GIVEN PROBLEM —
Copy each of the following records word for word.

# Start of EXTRACTED DATA

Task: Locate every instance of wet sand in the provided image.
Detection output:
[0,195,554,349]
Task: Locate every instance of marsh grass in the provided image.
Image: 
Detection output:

# End of EXTRACTED DATA

REPLY TO THE TASK —
Task: Locate every instance of wet sand in the provided image.
Detection output:
[0,195,554,349]
Task: Locate every instance of marsh grass in the provided image.
Image: 
Detection output:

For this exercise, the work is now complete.